(Short problem) Decide whether each statement agrees with the press release below on the Homeowners Choice merger proposal, and back each yes or no with the deciding words quoted from it. 1. The proposal expired on Nov. 2, 2009. 2. The offer included $2.00 in cash for each share of 21st Century common stock. 3. Homeowners Choice has more than 53,000 policyholders.

(Selected passage)
- - - -

Homeowners Choice Drops Effort to Acquire 21st Century Holding Company

GlobeNewswire - Nov 04 at 17:41 NONE

Company Symbols: NASDAQ-NMS:HCII

Homeowners Choice Chairman Expects Profitable Third and Fourth Quarters


CLEARWATER, Fla., Nov. 4, 2009 (GLOBE NEWSWIRE) -- Homeowners Choice, Inc. (Nasdaq:HCII), a Florida-based insurance holding company, announced today that its proposal to merge with 21st Century Holding Company (Nasdaq:TCHC) expired on Monday, Nov. 2, 2009, and it has ended for now its efforts to effect the merger. The proposal, publicly disclosed on Oct. 13, 2009, was an offer by Homeowners Choice of $1.00 in cash and one-half share of Homeowners Choice common stock for each share of 21st Century common stock. 21st Century announced its rejection of the proposed offer on Oct. 29, 2009.

In conjunction with the announcement, Paresh Patel, Chairman of the Board of Homeowners Choice, issued a statement addressed to the company's shareholders. In the statement, presented in a question and answer format, he explains the rationale behind the proposed merger, discusses the performance of Homeowners Choice and anticipates future profits.

In answer to the question "Will Homeowners Choice consider a hostile acquisition of 21st Century?" Patel's responds, "We may do so at a later date, but the current answer is no." On performance and future profits, Patel states, "Homeowners Choice has been profitable for eight consecutive quarters. And, I am pleased to state that we expect to be profitable in the third and fourth quarters of 2009."

Following is the full text of the statement.



To my fellow shareholders of Homeowners Choice, Inc.:

As you probably are aware, Homeowners Choice proposed a merger
with 21st Century Holding Company several weeks ago. A number of
you had questions about the transaction and the future of our
company. At the time, we asked for your patience as we thought it
inappropriate to discuss an ongoing situation. We noted your
questions and believe this is now the appropriate time for our
response.

What is the rationale behind the proposal?
When Homeowners Choice was founded, management outlined a
strategy for steady, prudent growth. We continue to implement
that strategy, which has produced the following results over the
past two years:

-- Increased book value from $2.50 to $6.83
-- Eight consecutive quarters of profitability
-- More than 53,000 policyholders
-- Proven capability of our management team to grow the business

A merger of Homeowners Choice and 21st Century represented an
opportunity to enhance shareholder value in continuance of our
growth strategy. 21st Century has an array of business lines
and geographic markets which would provide a combined entity
with diversification and avenues for growth. 21st Century,
however, has struggled in managing these valuable assets.

- - - -

(Data excerpt)
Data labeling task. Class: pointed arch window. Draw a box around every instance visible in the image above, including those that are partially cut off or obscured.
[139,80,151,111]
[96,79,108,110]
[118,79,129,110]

- - - -

(Task answer)
1. Yes: "expired on Monday, Nov. 2, 2009"
2. No: "$1.00 in cash and one-half share of Homeowners Choice common stock for each share of 21st Century common stock"
3. Yes: "More than 53,000 policyholders"